__REQUIREMENT__. Write out exactly the lines that run from the one containing "Ground the white" to the end of the entries below, with both end lines included.

==== DATA EXTRACTS

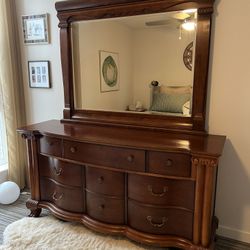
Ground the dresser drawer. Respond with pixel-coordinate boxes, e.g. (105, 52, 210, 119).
(128, 201, 193, 240)
(40, 178, 84, 213)
(128, 174, 195, 210)
(86, 167, 124, 196)
(86, 192, 124, 224)
(148, 151, 191, 177)
(63, 140, 145, 172)
(39, 136, 62, 157)
(39, 155, 82, 187)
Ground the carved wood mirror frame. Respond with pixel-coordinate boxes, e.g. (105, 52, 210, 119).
(56, 0, 214, 133)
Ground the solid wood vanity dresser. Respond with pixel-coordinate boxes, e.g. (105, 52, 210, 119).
(19, 120, 225, 250)
(18, 0, 225, 249)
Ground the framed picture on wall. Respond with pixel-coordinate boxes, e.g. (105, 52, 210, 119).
(22, 14, 49, 44)
(99, 51, 119, 92)
(28, 61, 51, 88)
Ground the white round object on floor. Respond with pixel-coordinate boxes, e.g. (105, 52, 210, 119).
(0, 181, 20, 205)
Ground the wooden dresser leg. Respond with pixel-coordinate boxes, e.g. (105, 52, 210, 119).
(26, 199, 42, 217)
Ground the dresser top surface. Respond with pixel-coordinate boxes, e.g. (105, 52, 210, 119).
(18, 120, 225, 157)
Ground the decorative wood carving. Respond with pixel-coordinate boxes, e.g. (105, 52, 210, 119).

========

__WRITTEN ANSWER__.
Ground the white round object on floor. Respond with pixel-coordinate boxes, e.g. (105, 52, 210, 119).
(0, 181, 20, 205)
Ground the wooden dresser leg. Respond with pixel-coordinate boxes, e.g. (105, 52, 210, 119).
(26, 199, 42, 217)
Ground the dresser top surface. Respond with pixel-coordinate boxes, e.g. (105, 52, 210, 119).
(18, 120, 225, 157)
Ground the decorative wood carving. Respond with pixel-coordinate boxes, e.g. (105, 52, 210, 119).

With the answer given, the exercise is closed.